DOCUMENT:
1

I'm trying to plot a basic correlation between two 7-point variables. I get a .72 correlation, but the data points are just one dot at every number point on the graph (like just dots equally spaced out into rows). I double checked to make sure the variables are numeric (they are). I tried several different ways to graph it, the dots always come out the same way. Any ideas?

Code:

library("ggpubr")
ggscatter(plotdata, x = "TID", y = "PID7", use = "complete.obs",
      add = "reg.line", conf.int = TRUE, 
      cor.coef = TRUE, cor.method = "pearson",
      xlab = "X", ylab = "Y")

Scatter Plot

Sample data:

dput(head(plotdata, 20))

GIVEN DATA:
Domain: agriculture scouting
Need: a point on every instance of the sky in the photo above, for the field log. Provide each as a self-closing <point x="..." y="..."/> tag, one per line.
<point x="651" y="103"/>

WHAT THIS EXERCISE ASKS:
1: In the forum post about the scatter plot, list every quoted string value given as an argument in the ggscatter call.
2: According to the forum post, what correlation does the poster get between the two 7-point variables?

COMPLETED EXERCISE:
1: "TID", "PID7", "complete.obs", "reg.line", "pearson", "X", "Y"

2: A correlation of .72.